Heiner Rindermann, David Becker, Thomas R. Coyle
Volume 78, January–February 2020, 101406
• The survey reports answers for up to 102 intelligence experts on 38 questions.
• Questions examined background factors, IQ testing, and perceptions of the media.
• Most respondents supported g factor theory.
• Experts were skeptical of the accuracy and trustworthiness of the media.
• Political perspective and gender correlated with experts’ answers.
Experts (Nmax = 102 answering) on intelligence completed a survey about IQ research, controversies, and the media. The survey was conducted in 2013 and 2014 using the Internet-based Expert Questionnaire on Cognitive Ability (EQCA). In the current study, we examined the background of the experts (e.g., nationality, gender, religion, and political orientation) and their positions on intelligence research, controversial issues, and the media. Most experts were male (83%) and from Western countries (90%). Political affiliations ranged from the left (liberal, 54%) to the right (conservative, 24%), with more extreme responses within the left-liberal spectrum. Experts rated the media and public debates as far below adequate. Experts with a left (liberal, progressive) political orientation were more likely to have positive views of the media (around r = |.30|). In contrast, compared to female and left (liberal) experts, male and right (conservative) experts were more likely to endorse the validity of IQ testing (correlations with gender, politics: r = .55, .41), the g factor theory of intelligence (r = .18, .34), and the impact of genes on US Black-White differences (r = .50, .48). The paper compares the results to those of prior expert surveys and discusses the role of experts’ backgrounds, with a focus on political orientation and gender. An underrepresentation of viewpoints associated with experts’ background characteristics (i.e., political views, gender) may distort research findings and should be addressed in higher education policy.
━━━━━━━━━━
From the expert survey text, list each position that male and right (conservative) experts were more likely to endorse than female and left (liberal) experts.

Recorded data
━━━━━━━━━━
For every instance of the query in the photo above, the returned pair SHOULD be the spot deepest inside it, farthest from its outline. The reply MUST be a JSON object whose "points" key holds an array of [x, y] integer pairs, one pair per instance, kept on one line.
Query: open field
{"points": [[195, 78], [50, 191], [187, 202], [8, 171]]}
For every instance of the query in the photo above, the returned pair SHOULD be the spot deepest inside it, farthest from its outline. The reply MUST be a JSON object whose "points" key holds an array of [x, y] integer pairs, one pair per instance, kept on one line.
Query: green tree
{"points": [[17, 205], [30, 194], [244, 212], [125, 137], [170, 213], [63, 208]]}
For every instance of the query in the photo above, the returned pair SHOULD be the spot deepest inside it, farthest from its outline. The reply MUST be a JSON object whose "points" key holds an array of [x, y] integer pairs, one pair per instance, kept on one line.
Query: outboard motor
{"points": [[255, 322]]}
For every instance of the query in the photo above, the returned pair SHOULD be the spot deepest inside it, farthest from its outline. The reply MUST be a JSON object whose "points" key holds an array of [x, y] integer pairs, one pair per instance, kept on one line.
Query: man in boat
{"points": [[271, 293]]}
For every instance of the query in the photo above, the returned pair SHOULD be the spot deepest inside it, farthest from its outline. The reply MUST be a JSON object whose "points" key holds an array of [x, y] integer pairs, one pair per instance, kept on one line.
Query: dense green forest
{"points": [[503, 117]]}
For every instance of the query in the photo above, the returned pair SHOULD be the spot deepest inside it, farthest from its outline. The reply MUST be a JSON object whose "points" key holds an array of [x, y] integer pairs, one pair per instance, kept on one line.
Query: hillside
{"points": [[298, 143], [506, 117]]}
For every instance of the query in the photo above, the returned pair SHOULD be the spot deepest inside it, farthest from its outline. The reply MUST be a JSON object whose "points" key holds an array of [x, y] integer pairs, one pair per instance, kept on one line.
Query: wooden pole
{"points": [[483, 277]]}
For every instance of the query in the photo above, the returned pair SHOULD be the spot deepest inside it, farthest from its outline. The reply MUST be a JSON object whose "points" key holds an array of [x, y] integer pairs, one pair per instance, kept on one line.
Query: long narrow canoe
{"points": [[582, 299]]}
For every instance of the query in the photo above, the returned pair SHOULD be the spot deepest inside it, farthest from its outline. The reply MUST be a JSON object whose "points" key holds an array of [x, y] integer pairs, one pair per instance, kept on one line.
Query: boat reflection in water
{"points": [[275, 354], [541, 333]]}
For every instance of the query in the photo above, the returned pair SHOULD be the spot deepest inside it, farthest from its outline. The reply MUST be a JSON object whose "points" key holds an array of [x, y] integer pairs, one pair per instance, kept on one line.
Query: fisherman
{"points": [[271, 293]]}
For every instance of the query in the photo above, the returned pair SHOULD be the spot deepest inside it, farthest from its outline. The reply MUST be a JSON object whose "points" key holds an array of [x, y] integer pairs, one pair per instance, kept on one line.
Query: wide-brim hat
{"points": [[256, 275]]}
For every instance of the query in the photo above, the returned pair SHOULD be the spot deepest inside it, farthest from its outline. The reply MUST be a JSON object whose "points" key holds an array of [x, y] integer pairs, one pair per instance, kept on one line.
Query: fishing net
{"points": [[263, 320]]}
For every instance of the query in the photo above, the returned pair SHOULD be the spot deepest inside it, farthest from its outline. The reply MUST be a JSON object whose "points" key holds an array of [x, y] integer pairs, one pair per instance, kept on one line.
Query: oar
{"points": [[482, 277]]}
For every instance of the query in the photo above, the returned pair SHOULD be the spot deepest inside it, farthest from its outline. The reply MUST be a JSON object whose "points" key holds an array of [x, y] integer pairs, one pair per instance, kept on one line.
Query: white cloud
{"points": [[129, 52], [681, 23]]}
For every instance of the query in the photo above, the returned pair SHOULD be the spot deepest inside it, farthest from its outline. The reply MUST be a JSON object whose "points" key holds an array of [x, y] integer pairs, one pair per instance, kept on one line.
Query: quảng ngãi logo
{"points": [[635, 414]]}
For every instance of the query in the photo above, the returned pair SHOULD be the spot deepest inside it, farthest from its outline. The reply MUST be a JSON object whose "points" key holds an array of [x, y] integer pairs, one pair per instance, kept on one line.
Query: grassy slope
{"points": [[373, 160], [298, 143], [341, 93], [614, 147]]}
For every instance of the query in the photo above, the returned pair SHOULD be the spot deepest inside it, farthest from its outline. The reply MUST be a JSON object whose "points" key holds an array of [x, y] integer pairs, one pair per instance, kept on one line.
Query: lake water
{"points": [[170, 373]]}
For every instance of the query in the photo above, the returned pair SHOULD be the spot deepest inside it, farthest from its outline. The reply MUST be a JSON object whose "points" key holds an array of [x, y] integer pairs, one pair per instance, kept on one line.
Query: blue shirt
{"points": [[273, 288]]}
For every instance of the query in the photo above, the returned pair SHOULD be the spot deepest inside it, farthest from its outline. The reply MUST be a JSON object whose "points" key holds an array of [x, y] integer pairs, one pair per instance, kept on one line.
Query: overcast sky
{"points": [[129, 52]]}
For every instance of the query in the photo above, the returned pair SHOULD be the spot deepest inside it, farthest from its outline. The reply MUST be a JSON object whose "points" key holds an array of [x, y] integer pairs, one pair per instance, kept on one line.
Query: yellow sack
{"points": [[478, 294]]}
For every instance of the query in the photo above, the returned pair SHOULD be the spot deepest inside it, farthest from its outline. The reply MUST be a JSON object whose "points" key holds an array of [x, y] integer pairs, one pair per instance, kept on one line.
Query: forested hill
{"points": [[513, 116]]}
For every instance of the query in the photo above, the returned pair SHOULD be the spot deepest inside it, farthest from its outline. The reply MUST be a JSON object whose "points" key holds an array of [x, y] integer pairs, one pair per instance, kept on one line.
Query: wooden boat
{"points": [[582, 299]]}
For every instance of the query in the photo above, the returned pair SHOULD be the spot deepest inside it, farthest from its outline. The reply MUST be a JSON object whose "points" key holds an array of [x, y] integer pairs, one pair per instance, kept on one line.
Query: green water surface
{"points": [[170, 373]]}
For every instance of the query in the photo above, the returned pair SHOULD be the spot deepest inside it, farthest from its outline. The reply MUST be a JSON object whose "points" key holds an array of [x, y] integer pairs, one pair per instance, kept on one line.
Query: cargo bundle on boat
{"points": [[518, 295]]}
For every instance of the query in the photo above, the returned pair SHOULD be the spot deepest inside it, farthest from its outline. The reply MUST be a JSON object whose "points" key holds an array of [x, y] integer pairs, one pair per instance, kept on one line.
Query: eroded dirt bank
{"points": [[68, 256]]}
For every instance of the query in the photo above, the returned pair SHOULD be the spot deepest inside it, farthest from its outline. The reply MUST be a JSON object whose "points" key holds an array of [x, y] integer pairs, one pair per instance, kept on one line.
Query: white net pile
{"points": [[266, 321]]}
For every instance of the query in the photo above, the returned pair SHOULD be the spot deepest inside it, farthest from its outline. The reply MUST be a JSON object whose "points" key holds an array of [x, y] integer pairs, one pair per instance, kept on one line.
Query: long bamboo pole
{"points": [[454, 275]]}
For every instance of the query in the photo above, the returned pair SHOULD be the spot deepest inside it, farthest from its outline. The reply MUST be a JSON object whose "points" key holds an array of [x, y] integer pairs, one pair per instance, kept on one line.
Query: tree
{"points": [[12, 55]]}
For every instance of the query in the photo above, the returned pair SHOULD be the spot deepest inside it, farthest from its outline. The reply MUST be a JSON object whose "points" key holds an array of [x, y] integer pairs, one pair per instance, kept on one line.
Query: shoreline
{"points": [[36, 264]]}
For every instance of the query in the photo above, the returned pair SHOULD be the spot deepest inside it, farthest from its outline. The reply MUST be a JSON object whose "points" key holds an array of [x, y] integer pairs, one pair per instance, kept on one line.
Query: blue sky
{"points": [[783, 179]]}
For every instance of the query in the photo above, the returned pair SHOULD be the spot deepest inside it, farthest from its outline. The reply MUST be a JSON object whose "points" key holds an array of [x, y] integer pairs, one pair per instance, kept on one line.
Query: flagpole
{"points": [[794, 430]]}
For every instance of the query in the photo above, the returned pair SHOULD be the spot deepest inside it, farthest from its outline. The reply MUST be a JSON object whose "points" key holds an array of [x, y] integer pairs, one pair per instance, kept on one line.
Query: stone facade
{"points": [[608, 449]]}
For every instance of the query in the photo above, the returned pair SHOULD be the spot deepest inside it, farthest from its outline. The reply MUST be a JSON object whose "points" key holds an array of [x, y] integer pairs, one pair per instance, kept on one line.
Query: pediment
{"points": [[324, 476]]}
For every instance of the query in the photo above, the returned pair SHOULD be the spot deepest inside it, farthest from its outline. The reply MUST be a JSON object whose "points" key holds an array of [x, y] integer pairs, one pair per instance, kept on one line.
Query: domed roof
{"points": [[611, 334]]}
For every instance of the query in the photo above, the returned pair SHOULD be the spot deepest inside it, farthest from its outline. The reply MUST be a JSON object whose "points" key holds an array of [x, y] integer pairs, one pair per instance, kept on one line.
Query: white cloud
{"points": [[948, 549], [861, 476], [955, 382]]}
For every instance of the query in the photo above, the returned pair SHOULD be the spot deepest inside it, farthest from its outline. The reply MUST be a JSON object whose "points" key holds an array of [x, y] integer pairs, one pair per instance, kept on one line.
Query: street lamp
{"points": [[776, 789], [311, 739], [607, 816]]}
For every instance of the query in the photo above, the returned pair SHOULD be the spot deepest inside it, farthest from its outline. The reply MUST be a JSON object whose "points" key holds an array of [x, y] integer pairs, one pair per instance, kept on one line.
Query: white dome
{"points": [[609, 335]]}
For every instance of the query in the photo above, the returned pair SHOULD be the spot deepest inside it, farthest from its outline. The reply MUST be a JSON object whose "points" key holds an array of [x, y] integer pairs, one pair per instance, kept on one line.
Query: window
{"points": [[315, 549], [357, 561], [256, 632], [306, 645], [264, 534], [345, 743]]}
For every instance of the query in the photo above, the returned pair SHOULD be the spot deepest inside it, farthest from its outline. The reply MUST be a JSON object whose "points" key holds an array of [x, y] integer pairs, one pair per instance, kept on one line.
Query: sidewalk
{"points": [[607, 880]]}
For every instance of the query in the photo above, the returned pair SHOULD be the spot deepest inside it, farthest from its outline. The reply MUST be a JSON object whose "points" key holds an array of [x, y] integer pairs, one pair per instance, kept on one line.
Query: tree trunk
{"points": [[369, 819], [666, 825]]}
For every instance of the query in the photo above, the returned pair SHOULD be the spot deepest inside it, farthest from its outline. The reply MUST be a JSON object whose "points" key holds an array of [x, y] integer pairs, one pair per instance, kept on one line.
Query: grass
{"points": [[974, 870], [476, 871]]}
━━━━━━━━━━
Task answer
- The validity of IQ testing
- The g factor theory of intelligence
- The impact of genes on US Black-White differences